The tasks:
1. Copy the passage from the comments about buying a child a computer word for word, from "But if she wants" to "Renee said...".
2. Write the next part of the comments about buying a child a computer, picking up right after the last sentence shown.

Reading text:
start
I'd get her a netbook unless she's into video games. Make sure it's a durable machine. My first laptop was a brick, but it withstood having chocolate milk dumped into it (though only after my dad replaced the keyboard). But she'll probably be more responsible and you won't have to worry about her dropping it. It's a good lesson in maintenance , too--defragging and physical cleaning and file organizing.

The biggest thing I'd like to stress is to try to avoid the urge to censor her. Maybe it won't be a problem for someone as progressive as you, or maybe you would like to censor the internet. It's up to you as a parent, but unrestricted internet access is a blessing. I am so much more connected and aware of the world outside of my house. A computer is a small investment compared to the education it brings.

Like you said, computer usage is a vital skill today. My dad raised me around computers, and I find it odd that my boyfriend (who is two years older than I am) has to have me fix his computer problems. His mom never bothered with getting him a computer or internet access, and even though he uses one with ease, he has no idea what's really going on inside the computer. Maybe your daugher will grow up to be a computer scientist! I know that my lifelong exposure to computers was the biggest influence on my decision to declare a computer science major at my university.

Delaney said...

Oh! I forgot that the entire point to your post was to ask for advice about different computers.
My first laptop was a Compaq, and I don't even think that those exist anymore. I've owned an HP, and I can say with conviction that all HP computers suck. They expire within a year, desktop or laptop. I have mixed feelings about Dell. Their desktops are decent, but the Dell laptops I know don't work very well.

My last laptop and my current one are Gateways. The old one is still ticking, and my mom uses it to browse the internet. My current one is a desktop replacement system I bought for gaming, and I've had it for two years. It still runs great, and it plays new releases pretty well. (I have an irrational brand loyalty to Gateway.)

You could try getting a laptop from Newegg. They have pretty good deals.
Acer and Asus are two cheap and quality brands. Dad has an Acer desktop that's pretty good.

Something like this might work: http://www.newegg.com/Product/Product.aspx?Item=N82E16834115728

But if she wants to run Photoshop or play non-casual games, it won't work.
Anywho, that's my opinion, and sorry that I wrote two lengthy comments!

Renee said...

I bought my nine year old a laptop for his birthday this year. I decided that if he was going to be an electronic fiend that I wanted him to have something useful that he could learn with. We got him one of those mini lap tops. At any rate the only rule we made is that he is not allowed to take his computer upstairs to his bedroom. He is also aware that at any time we will check his history to make sure that he is going to appropriate places and we reserve the right to look over his shoulder at anytime. So far we have not had any problems and upside is that neither his father or I, have to share our computers. I say if you can afford it and she is responsible why not.

Sreya said...

I agree that certain kids are more mature than others, and if you think that Lil' Lilith is mature enough to own a computer, she most probably is.

I agree with Shen, who says that you should definitely get her a desktop (preferably a humongous desktop, so it'll be nigh immovable), and one with strong parental controls on the internet. Leave the door open so that you can make sure she's doing all right. I'm 23 -- not an fuddy-duddy, I'd hope! -- which means that I grew up with computers, though the internet became a household staple when I was in the sixth/seventh grade or so.
end
Stored data:
start
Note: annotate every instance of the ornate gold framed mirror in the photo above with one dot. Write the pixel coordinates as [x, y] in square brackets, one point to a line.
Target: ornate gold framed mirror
end
Answers for the exercise:
1.
But if she wants to run Photoshop or play non-casual games, it won't work.
Anywho, that's my opinion, and sorry that I wrote two lengthy comments!

Renee said...

2.
My younger brother, however, has grown up with the internet and has known nothing else in his life. Without going into too much in the way of specifics, we've found out that social networking has taken the distracting -- sometimes damaging & disturbing -- effects of the lunchroom into the house. He was the target of sustained bullying attacks. On the computer, there is no escape from bad friendships. I won't say anything else except to mention that these events were devastating and had lasting effects on his grades and his ability to concentrate in school. His is not an isolated case -- in my school there are insane numbers of cyberbullying cases. It's not an isolated problem and something that should be ignored.

I am strongly in favor of limiting internet access for those reasons. I know that Lil' Lilith is mature enough to handle whatever she may or may not come across while browsing. In fact, I'd probably encourage her to seek out knowledge in this way, and it's one of the very positive things that the internet allows us to do. I do think, however, that the internet eliminates the necessary space that a child should have from his/her school environment, space that will allow her to focus on her family life.

For those reasons, I'd be careful. But I would get her the computer only because it's such a powerful, creative & educational tool. I wish you all the success with your purchase, and let us know what great things Lil Lilith does with your wonderful gift!

sexgenderbody said...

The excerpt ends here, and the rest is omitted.